_Records from a collection_.
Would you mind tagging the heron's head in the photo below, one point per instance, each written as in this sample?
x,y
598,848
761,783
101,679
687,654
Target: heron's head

_Objective_. Arrange each line of the material above as a numbered list, leaving out any blank lines.

_Exercise response_.
1. Would you mind tagging the heron's head in the photo below, one point per instance, each written as in this sample?
2. x,y
3. 598,848
4. 761,783
5. 101,679
6. 687,654
7. Target: heron's head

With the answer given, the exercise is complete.